Problem statement:
Write out the records once more, exactly as given.

[Opening Records supplied section]

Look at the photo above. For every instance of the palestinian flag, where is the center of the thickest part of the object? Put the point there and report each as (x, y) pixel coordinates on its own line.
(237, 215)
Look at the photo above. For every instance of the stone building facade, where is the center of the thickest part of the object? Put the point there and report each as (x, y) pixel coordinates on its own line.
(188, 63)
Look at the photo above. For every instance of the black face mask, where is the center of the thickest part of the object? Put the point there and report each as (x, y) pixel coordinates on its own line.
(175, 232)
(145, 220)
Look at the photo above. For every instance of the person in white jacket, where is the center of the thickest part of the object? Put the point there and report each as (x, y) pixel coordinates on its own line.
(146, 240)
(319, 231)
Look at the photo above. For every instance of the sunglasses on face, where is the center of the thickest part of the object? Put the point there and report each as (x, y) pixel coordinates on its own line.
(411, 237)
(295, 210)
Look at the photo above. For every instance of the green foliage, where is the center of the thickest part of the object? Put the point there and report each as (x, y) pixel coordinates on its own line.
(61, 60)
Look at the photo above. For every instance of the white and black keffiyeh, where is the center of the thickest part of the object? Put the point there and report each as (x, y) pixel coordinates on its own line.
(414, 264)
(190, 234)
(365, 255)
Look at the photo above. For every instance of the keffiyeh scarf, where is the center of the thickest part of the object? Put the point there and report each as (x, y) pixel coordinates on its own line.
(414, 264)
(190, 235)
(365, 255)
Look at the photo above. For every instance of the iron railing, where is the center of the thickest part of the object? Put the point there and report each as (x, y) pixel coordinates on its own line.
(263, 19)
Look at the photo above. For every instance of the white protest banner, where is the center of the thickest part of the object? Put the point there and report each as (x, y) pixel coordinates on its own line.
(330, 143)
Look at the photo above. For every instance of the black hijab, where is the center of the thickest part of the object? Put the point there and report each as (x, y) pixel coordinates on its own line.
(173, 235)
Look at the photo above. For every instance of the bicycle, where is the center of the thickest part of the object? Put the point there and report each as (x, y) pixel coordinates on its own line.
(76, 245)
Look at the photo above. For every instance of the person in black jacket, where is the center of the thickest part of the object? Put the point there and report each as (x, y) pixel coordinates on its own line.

[Closing Records supplied section]

Output for this exercise:
Look at the photo above. For every instance of the palestinian flag, where is the center of the thickest part of the object? Put the point there and report each as (x, y) pixel coordinates on its own line.
(237, 215)
Look at the photo above. For every instance of the stone building facade, where is the center of the thickest part of the object? Put the point there and report each as (x, y) pixel coordinates on its own line.
(188, 63)
Look at the photo above. For every instance of the black face mask, where is the center of the thickest part of the object? Put the point there and report each as (x, y) pixel coordinates on its own line.
(175, 232)
(145, 220)
Look at the photo above. For every instance of the person in white jacket, where is the center of the thickest part of the object? Put the point there and report each as (x, y) pixel coordinates on its own line.
(146, 240)
(319, 231)
Look at the photo above. For every instance of the sunglasses on face, where is the center of the thickest part of the object? Put the point there and report each as (x, y) pixel coordinates on its own line.
(411, 237)
(295, 210)
Look at the photo above. For every instance of the green foliage, where is the center of the thickest part of the object? Put the point there and report each as (x, y) pixel coordinates on its own line.
(61, 60)
Look at the photo above. For every instance of the white and black keffiyeh, where is the center of the thickest part of the object? Put the point there and report each as (x, y) pixel coordinates on its own line.
(414, 264)
(190, 234)
(365, 255)
Look at the photo above. For every instance of the keffiyeh scarf, where is the center of the thickest part of the object? Put the point there and report each as (x, y) pixel coordinates on its own line.
(414, 264)
(190, 235)
(365, 255)
Look at the photo above. For every instance of the iron railing, where is the center of the thickest part of the object? Put the point there and report each as (x, y) pixel coordinates on its own line.
(263, 19)
Look at the photo above. For every instance of the white protest banner, where is the center of the thickest part of the object? Put the point there and report each as (x, y) pixel coordinates on its own line.
(330, 143)
Look at the photo above. For every instance of the black hijab, where is the center of the thickest part of the object? Put the point there and report each as (x, y) pixel coordinates on its own line.
(173, 235)
Look at the photo above. For every instance of the bicycle, where is the center of the thickest part of the object? Put the point there and report each as (x, y) pixel coordinates on its own line.
(76, 245)
Look at the photo above. For every instance of the person in black jacket, where is the center of the thickest part of the object? Put the point there and report each as (x, y) pixel coordinates on its own line.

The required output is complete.